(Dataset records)
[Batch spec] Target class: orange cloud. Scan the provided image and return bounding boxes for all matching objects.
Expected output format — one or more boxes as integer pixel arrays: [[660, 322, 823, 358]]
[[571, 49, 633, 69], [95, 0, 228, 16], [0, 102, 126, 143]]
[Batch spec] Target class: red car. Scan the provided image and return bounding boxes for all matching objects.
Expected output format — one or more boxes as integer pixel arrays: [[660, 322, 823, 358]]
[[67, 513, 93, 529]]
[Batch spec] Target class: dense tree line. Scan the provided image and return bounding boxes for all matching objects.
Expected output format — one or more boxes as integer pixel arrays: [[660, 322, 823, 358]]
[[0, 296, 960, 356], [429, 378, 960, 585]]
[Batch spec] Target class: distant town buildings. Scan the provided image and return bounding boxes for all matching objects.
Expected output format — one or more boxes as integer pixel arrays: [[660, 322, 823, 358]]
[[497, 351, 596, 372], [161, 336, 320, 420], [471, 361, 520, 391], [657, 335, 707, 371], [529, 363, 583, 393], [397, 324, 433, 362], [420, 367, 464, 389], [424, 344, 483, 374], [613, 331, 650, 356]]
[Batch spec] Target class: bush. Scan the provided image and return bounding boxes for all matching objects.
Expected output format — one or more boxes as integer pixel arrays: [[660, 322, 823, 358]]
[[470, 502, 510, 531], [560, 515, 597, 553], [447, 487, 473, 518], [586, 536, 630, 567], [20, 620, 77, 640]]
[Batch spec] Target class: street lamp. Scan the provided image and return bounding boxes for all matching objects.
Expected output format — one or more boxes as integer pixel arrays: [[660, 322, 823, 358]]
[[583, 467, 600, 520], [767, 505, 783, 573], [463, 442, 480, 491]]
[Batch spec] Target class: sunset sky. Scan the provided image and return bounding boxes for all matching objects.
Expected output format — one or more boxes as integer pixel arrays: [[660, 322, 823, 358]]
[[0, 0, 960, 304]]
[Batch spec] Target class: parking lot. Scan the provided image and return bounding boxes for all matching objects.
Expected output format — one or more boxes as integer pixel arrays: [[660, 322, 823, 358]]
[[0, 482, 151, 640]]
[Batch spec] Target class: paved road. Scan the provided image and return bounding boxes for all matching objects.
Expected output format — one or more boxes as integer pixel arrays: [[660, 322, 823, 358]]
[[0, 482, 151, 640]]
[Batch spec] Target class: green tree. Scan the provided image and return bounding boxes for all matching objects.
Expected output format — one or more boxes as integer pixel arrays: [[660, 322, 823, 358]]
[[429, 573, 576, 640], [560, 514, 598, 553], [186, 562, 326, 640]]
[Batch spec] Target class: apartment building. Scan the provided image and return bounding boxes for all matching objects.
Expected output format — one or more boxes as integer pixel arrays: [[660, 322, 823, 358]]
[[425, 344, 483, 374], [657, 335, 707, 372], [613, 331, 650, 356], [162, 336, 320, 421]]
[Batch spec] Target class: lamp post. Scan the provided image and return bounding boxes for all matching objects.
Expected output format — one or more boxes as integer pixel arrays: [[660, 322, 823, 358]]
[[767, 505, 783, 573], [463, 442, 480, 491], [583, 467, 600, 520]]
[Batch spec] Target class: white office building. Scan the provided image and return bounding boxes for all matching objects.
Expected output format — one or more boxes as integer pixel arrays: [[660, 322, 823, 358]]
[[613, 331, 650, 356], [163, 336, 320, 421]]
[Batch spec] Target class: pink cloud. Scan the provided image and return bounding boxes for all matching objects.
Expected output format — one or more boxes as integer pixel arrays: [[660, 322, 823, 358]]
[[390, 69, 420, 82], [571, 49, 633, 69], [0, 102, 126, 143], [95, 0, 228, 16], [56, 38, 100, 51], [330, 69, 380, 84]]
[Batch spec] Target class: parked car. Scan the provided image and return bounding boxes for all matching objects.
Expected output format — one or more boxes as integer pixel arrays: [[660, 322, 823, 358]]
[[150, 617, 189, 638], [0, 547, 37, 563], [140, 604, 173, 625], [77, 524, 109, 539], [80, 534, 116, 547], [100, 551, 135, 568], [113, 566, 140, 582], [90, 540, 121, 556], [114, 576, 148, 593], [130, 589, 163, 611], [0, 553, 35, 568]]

> PROBLEM DETAILS
Copy every line of the material above word for word.

> FINAL RESULT
[Batch spec] Target class: orange cloud. Scan the provided image and return bounding boxes for all matching objects.
Expected output format — one or more boxes as integer pixel arrays: [[660, 322, 823, 358]]
[[571, 49, 633, 69], [95, 0, 228, 16], [0, 102, 126, 143]]
[Batch spec] Target class: red car. Scan the provided image and return bounding boxes for all matching objects.
Expected output format — one or more boxes as integer pixel arrays: [[660, 322, 823, 358]]
[[67, 513, 93, 529]]
[Batch spec] Target class: dense tree line. Scan the provided image and return bounding boxes for all matching objects.
Expected output format — one or more boxes as integer pixel arrays: [[660, 322, 823, 358]]
[[0, 296, 960, 356], [429, 378, 960, 585]]
[Batch spec] Target class: distant town buildings. Scan the provided image and return bounding boxes for all matching objects.
Expected output format — one or more boxes as integer pixel arrays: [[660, 322, 823, 358]]
[[497, 351, 596, 372], [161, 336, 320, 420], [471, 361, 520, 391], [657, 335, 707, 371], [529, 363, 583, 393], [397, 324, 433, 362], [420, 367, 464, 389], [424, 344, 483, 374], [613, 331, 650, 356]]
[Batch spec] Target class: bush. Scan the provided image and return bounding boxes for all matching objects.
Expected output format — one or more boxes as integer pixel arrays: [[660, 322, 823, 358]]
[[470, 502, 510, 531], [560, 515, 597, 553], [447, 487, 473, 518], [586, 536, 630, 567], [20, 620, 77, 640]]
[Batch spec] Target class: street lamp. Scan the provided image and return bounding boxes for all matching objects.
Expected output format — one or more boxes as integer pixel arrays: [[660, 322, 823, 358]]
[[583, 467, 600, 520], [767, 505, 783, 573], [463, 442, 480, 491]]
[Batch spec] Target class: sunset sky. Scan the provided image and return bounding boxes for all matching objects.
Expected output format — one or more boxes as integer pixel arrays: [[660, 322, 823, 358]]
[[0, 0, 960, 304]]
[Batch spec] Target class: parking lot. Scan the provided image and return bounding boxes for all matching objects.
Expected output format — one or more boxes as integer pixel arrays: [[660, 322, 823, 358]]
[[0, 482, 151, 640]]
[Batch spec] Target class: paved road. Scan the provided image and return bounding boxes for all matching objects.
Expected output format — one or more boxes as integer pixel arrays: [[660, 322, 823, 358]]
[[0, 482, 151, 640]]
[Batch spec] Target class: green tree. Scan the provided image and return bounding boxes for all matching objects.
Expected output format — one or more boxes as integer pixel arrays: [[660, 322, 823, 358]]
[[429, 573, 576, 640], [560, 514, 598, 553], [186, 562, 326, 640]]
[Batch spec] Target class: apartment building. Scan the provided image and return bounding boxes for all matching objects.
Expected output format — one or more boxes as integer pixel arrays: [[660, 322, 823, 358]]
[[425, 344, 483, 374], [657, 335, 707, 372], [613, 331, 650, 356], [162, 336, 320, 421]]
[Batch spec] Target class: lamp post. Scan the provided image and return bounding boxes for all matching objects.
Expected output format — one or more boxes as integer pixel arrays: [[660, 322, 823, 358]]
[[767, 505, 783, 573], [463, 442, 480, 491], [583, 467, 600, 520]]
[Batch spec] Target class: white office building. Scan the provided image and return bounding boxes for all matching objects.
Expected output format — one or more boxes as integer pixel arrays: [[660, 322, 823, 358]]
[[613, 331, 650, 356], [163, 336, 320, 421]]
[Batch spec] Target class: pink cloud. Scan the provided image and return bounding boxes for all matching objects.
Expected output format — one or more boxes as integer pixel arrays: [[660, 322, 823, 358]]
[[390, 69, 420, 82], [571, 49, 633, 69], [0, 102, 126, 143], [95, 0, 228, 16], [56, 38, 100, 51], [330, 69, 380, 84]]
[Batch spec] Target class: parked car. Scan the provided image and return bounding boxes for all matching objects.
Expected output format — one or more boxes as integer pixel arrays: [[660, 322, 823, 358]]
[[150, 617, 189, 638], [0, 547, 37, 563], [140, 604, 173, 625], [77, 524, 109, 539], [80, 534, 116, 547], [100, 551, 135, 568], [113, 566, 140, 582], [90, 540, 121, 556], [114, 576, 148, 593], [130, 589, 163, 611], [0, 553, 35, 568]]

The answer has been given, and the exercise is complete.